→ **WRITTEN TASK**:
Can you show every line of the data below that contains the string "pumpkin"? Case counts.

(Records from a point labeling set)
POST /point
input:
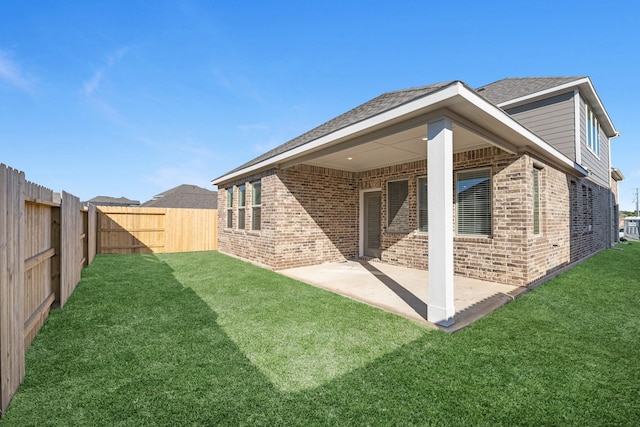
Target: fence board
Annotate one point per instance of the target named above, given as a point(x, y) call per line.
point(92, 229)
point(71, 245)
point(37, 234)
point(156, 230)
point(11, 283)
==
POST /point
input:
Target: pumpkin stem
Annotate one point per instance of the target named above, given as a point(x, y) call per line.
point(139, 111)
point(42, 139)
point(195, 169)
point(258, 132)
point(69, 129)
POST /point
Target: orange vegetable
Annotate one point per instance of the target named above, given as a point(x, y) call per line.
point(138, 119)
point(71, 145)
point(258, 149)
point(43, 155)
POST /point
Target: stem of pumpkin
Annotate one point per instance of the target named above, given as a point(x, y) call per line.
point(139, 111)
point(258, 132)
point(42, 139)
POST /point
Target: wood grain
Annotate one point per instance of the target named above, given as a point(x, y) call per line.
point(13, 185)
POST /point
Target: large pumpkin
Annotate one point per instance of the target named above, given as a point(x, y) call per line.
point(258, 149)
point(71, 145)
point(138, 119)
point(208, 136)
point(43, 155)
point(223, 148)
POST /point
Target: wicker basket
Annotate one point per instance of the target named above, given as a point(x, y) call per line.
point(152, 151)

→ **TASK OUTPUT**:
Target: pumpkin stem
Target: stem of pumpkin
Target: large pumpkin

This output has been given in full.